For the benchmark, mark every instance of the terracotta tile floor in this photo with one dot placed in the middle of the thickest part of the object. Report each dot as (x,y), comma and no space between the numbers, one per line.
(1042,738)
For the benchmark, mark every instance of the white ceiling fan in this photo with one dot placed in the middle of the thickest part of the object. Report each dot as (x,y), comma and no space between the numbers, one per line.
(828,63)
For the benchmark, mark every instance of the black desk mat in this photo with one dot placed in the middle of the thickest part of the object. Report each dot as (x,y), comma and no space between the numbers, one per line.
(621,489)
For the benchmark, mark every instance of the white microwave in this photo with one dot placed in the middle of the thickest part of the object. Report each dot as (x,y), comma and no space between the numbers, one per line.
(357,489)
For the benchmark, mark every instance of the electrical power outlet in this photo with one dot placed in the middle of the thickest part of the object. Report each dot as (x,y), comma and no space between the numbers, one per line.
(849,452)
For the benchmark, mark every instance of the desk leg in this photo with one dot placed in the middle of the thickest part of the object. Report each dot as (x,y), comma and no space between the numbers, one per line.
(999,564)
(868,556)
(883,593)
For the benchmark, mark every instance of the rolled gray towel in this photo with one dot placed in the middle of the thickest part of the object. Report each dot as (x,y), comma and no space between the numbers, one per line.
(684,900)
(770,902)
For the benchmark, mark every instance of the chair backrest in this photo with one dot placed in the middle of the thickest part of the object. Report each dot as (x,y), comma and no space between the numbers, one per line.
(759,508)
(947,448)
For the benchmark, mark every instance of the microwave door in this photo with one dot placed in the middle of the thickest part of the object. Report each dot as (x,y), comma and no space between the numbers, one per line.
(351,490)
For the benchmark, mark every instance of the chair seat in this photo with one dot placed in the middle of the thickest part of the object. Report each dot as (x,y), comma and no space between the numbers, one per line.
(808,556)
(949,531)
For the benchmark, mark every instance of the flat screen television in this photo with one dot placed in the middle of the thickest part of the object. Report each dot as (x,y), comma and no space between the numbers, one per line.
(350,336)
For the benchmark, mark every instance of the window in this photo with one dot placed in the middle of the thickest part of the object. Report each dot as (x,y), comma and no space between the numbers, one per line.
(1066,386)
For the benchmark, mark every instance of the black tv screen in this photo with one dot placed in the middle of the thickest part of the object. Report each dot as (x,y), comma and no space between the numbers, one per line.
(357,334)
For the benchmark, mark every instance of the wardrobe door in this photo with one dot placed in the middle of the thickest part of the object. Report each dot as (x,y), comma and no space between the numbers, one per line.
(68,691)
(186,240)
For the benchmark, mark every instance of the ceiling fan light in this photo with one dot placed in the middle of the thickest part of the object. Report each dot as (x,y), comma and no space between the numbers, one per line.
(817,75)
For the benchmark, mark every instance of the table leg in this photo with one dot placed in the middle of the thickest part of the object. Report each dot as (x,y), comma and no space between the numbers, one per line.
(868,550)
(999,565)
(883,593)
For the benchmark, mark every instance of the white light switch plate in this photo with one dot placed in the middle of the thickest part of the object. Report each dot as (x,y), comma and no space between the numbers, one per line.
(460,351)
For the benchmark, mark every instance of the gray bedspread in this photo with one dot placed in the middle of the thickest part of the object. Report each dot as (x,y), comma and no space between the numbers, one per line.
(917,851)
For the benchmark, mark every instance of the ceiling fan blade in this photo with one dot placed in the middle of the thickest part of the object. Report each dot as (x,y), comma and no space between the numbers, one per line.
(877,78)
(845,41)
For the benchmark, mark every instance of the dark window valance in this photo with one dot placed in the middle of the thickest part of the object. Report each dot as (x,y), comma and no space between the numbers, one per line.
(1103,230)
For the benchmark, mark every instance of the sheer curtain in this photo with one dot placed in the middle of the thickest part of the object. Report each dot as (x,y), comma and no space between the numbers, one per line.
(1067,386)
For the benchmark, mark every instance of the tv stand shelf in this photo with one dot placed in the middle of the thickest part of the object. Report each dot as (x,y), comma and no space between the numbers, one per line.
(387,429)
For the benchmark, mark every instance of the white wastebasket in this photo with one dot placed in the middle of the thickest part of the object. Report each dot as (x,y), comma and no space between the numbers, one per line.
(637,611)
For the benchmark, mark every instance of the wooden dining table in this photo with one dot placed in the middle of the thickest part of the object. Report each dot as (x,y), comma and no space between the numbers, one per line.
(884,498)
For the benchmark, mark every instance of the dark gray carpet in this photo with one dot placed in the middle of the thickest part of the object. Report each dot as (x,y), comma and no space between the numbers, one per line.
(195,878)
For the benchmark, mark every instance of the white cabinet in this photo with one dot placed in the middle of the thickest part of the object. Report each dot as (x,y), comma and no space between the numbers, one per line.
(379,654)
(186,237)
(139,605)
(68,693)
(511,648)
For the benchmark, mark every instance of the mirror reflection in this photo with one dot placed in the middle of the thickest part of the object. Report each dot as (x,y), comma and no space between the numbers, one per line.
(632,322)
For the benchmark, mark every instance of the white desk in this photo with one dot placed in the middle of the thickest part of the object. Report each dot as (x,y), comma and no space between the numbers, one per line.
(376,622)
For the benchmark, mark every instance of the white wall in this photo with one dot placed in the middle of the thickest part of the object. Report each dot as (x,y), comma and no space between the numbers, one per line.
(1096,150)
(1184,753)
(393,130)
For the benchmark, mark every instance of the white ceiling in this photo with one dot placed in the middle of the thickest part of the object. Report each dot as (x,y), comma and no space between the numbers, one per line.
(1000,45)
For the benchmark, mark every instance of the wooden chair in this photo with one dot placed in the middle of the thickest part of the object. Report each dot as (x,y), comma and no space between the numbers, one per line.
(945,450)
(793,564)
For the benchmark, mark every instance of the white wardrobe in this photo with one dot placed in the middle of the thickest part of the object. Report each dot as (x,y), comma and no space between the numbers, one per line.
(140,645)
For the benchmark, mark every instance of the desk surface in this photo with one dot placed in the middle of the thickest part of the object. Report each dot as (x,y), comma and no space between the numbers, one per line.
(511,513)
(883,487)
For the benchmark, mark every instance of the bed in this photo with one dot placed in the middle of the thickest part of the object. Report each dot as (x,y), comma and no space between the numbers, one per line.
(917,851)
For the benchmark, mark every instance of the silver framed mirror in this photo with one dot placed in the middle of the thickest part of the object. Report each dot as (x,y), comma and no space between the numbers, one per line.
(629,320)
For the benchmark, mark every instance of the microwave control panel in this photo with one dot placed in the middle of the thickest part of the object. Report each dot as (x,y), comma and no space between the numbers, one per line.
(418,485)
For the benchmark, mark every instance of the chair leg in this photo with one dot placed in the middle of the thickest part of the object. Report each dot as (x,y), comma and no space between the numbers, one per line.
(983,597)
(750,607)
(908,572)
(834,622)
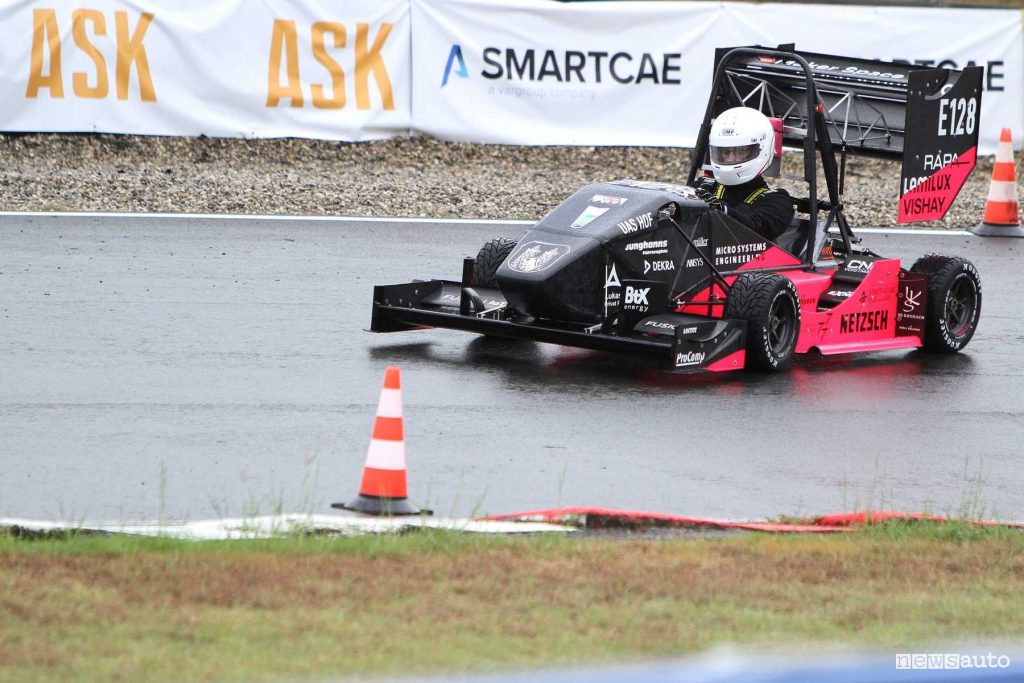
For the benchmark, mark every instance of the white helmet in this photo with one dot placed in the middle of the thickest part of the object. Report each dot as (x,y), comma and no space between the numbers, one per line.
(742,143)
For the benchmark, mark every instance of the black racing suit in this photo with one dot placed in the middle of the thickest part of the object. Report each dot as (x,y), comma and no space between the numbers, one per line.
(765,211)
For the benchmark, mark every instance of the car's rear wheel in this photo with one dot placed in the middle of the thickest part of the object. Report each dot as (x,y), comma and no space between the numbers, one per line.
(489,258)
(953,301)
(770,305)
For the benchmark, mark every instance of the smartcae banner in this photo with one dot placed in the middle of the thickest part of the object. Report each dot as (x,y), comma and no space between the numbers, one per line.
(534,72)
(531,72)
(305,68)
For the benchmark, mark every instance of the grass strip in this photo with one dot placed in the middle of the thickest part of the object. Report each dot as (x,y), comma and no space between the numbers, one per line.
(122,608)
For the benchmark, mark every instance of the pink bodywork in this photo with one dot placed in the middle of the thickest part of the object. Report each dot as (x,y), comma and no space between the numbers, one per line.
(865,322)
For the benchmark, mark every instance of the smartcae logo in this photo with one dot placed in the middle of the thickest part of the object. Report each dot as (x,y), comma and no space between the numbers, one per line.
(455,56)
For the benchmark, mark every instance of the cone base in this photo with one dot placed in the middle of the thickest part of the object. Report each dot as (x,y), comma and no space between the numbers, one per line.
(387,507)
(991,230)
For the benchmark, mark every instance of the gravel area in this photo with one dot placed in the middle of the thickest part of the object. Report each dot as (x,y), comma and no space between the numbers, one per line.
(403,176)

★ ★ ★ ★ ★ ★ ★

AIM:
Return every line from the one holding "For the benchmark, mark every instance of the car's" through the end of the data, exactly as it appears, with both ends kept and nothing else.

TASK RESPONSE:
For the benchmark, mark every instance of the car's rear wheel in this photo with one dot placed in the middle of the thickest part of the object. Report each dot as (x,y), comma and no space between the numbers, one per line.
(489,258)
(953,301)
(770,305)
For the benchmark, mark every instance of the smartcae banner in this photo with one dot placed in the middle of the thickest part of the object. Report each dot as (x,y), comma and no space between the numbers, one per line.
(534,72)
(531,72)
(305,68)
For the benchmark, mark every instance of the grass strip in this photo with one dot placed in the middle of the thickest part of the object. Report each dot as (x,y), comma and no space between the numbers, one per line.
(122,608)
For the benchmark, mark every instance of the pink bodywork in this photo with one dot placed in the middle of the thickest part of the object. Report each dot as (x,y), comma and no space between the numbers, one per line.
(865,322)
For the benchmark, mark every instance of the smartcae logo in this photo with one dot placed in the middle of the thickest part of the object. Report each dot as (x,y), comma and no space between the numbers, one per line.
(455,56)
For the benchmark, mark every instance of the cone base in this photo with one dot placed in the middle of the thickest part of the object. Report each dot as (x,y), comma and no space between the numbers, one per line.
(387,507)
(991,230)
For the benchmark, mark every instance of the gravel area in this photo with one dot placed in the middle of the thickest part of the object. Report each dot as (x,y), comma and no space between the numbers, one per line.
(403,176)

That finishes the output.